* **Instructions for the task**
What you print must match the data line for line.

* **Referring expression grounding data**
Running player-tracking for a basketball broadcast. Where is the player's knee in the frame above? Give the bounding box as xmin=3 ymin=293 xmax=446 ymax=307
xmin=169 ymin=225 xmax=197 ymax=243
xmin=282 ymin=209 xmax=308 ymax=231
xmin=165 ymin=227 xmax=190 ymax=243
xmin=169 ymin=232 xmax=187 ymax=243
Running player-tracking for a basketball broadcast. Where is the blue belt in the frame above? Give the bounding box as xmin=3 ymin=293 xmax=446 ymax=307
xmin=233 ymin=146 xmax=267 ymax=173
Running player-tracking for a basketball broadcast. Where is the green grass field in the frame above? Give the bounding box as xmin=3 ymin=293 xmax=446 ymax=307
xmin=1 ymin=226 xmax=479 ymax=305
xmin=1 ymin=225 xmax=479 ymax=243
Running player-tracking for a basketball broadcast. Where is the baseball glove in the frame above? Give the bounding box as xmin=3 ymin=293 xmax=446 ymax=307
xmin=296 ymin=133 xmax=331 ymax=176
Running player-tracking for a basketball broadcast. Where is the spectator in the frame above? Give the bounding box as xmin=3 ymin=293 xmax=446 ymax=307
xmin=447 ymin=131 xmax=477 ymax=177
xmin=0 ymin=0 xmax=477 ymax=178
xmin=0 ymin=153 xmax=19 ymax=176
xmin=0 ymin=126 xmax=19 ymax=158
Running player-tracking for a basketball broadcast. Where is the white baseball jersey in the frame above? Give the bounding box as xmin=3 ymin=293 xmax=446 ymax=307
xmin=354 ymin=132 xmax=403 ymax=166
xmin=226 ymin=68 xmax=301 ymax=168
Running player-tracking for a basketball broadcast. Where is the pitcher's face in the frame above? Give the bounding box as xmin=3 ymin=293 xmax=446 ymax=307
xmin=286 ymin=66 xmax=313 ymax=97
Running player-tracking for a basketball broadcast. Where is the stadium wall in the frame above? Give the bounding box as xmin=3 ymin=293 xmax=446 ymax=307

* **Task output**
Running player-tracking for a basketball broadcast. Where is the player's knee in the frame above? Give the bounding box as xmin=3 ymin=293 xmax=446 ymax=307
xmin=169 ymin=225 xmax=197 ymax=243
xmin=282 ymin=209 xmax=308 ymax=231
xmin=165 ymin=227 xmax=190 ymax=243
xmin=169 ymin=232 xmax=187 ymax=243
Running player-tracking for a basketball broadcast. Where is the blue belt in the frame above? Give the bounding box as xmin=3 ymin=293 xmax=446 ymax=307
xmin=233 ymin=146 xmax=267 ymax=173
Running player-tracking for a basketball broadcast. Where is the green grass field in the frame above? Give the bounding box as xmin=3 ymin=293 xmax=446 ymax=307
xmin=1 ymin=226 xmax=479 ymax=305
xmin=1 ymin=225 xmax=479 ymax=243
Running player-tracking for a basketball broadcast. Where is the baseball glove in the frame above? Give the bounding box as xmin=3 ymin=293 xmax=446 ymax=307
xmin=296 ymin=133 xmax=331 ymax=176
Running player-tracking for a basketball broadcast. Where is the spectator in the frame above? Give the bounding box as xmin=3 ymin=293 xmax=446 ymax=307
xmin=447 ymin=131 xmax=477 ymax=177
xmin=0 ymin=0 xmax=477 ymax=178
xmin=0 ymin=153 xmax=19 ymax=176
xmin=0 ymin=126 xmax=19 ymax=158
Running player-tracking for a basketball broadcast. Where is the white baseball jersey in the frame above? Give the bounding box as xmin=3 ymin=293 xmax=446 ymax=307
xmin=354 ymin=132 xmax=403 ymax=166
xmin=226 ymin=68 xmax=301 ymax=168
Running player-tracking for a basketball broadcast. Where is the pitcher's face in the frame above? Give the bounding box as xmin=3 ymin=293 xmax=446 ymax=307
xmin=286 ymin=66 xmax=313 ymax=97
Running player-tracking for a basketball broadcast. Where is the stadium wall in the frame above? Give the bounding box as xmin=3 ymin=293 xmax=446 ymax=307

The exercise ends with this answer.